§ **Exercise aim**: Copy out each line of the listing below word for word, with nothing changed.

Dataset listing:
--

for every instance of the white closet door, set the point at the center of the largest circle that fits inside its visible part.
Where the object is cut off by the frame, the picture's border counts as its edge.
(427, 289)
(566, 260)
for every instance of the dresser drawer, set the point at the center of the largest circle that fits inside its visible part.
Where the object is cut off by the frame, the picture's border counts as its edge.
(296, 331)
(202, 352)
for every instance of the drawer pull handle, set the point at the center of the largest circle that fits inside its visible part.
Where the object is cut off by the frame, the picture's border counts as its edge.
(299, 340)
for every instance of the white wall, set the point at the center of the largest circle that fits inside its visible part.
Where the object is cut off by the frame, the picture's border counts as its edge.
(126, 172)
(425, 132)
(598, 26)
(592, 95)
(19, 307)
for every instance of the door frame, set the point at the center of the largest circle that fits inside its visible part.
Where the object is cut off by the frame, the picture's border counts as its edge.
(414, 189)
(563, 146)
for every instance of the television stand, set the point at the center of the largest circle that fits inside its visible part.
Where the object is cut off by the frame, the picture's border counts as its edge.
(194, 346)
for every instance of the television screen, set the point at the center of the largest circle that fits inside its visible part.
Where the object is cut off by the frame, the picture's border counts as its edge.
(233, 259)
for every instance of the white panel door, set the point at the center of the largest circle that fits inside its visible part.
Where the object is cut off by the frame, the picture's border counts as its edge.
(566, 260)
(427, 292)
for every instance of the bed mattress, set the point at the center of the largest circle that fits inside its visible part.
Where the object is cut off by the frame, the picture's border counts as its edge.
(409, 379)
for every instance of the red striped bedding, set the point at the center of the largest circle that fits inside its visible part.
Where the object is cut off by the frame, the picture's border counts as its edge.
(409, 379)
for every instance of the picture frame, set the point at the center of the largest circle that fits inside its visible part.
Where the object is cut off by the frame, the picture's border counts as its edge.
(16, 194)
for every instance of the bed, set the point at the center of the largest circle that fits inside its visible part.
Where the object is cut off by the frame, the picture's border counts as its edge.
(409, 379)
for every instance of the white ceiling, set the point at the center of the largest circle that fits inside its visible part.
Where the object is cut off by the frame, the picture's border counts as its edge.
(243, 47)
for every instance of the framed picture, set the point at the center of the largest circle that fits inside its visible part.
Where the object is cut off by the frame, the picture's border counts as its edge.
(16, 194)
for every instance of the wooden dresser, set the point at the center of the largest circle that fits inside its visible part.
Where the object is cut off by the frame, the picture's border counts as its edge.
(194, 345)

--

§ **Exercise solution**:
for every instance of the white closet door, set the point at the center of the largest circle that fits inside its visible part.
Where the object is cut off by the frame, the picture's border counts as its edge.
(427, 289)
(566, 260)
for every instance of the dresser drawer, set the point at the center of the largest circle that fits inside its visible part.
Where the object is cut off by the frame, the picture's border counts as its edge.
(296, 331)
(202, 352)
for every instance of the drawer pull handle, set the point at the center of the largest circle that fits inside its visible part.
Where the object is cut off by the frame, the picture's border counts as its edge.
(299, 340)
for every instance of the white wall, set the point at the center of the largest circle that fits inside its visible part.
Where the object is cut off by the frame, the picture's border counts as its edge.
(126, 172)
(425, 132)
(598, 26)
(592, 95)
(19, 307)
for every instance of the door frame, set the point at the center of the largest circle that fits inside its visible part.
Where the object is cut off by the frame, the picture's border counts as its edge.
(414, 189)
(563, 146)
for every instance of the television stand, set the point at the center of the largest circle that fits inside its visible part.
Where the object is cut off by the frame, the picture's border counts as its edge.
(194, 346)
for every instance of the television screen, set the point at the center of the largest circle that fits inside its visible part.
Where the object is cut off by the frame, the picture's border counts as its edge.
(233, 259)
for every instance of the white panel door, set the point at the center of the largest circle that fits inside its visible part.
Where the object is cut off by the frame, the picture's border counts as its edge.
(566, 260)
(427, 292)
for every instance of the bed mattress, set the point at the center of the largest circle that fits inside its visible part.
Where the object is cut off by the frame, the picture's border counts as its edge.
(409, 379)
for every instance of the red striped bedding, set the point at the center of the largest circle that fits inside its visible part.
Where the object is cut off by the frame, the picture's border counts as its edge.
(409, 379)
for every instance of the picture frame, set the point at the center of the largest circle that fits inside its visible part.
Where the object is cut off by the frame, the picture's border counts as its edge.
(16, 194)
for every instance of the bed, set the point at the center of the largest circle that fits inside its visible part.
Where the object is cut off by the frame, the picture's border counts as its edge.
(409, 379)
for every instance of the white ceiling, set the point at the center of the largest circle that fits inside its visible part.
Where the object is cut off by the frame, the picture's border counts as its edge.
(243, 47)
for every instance of the framed picture, set the point at the center of the largest circle that fits inside its visible part.
Where the object is cut off by the frame, the picture's border counts as its edge.
(16, 194)
for every instance of the wooden dresser, set the point at the center of the largest circle that fits inside its visible part.
Where the object is cut off by the frame, the picture's border counts as its edge.
(194, 345)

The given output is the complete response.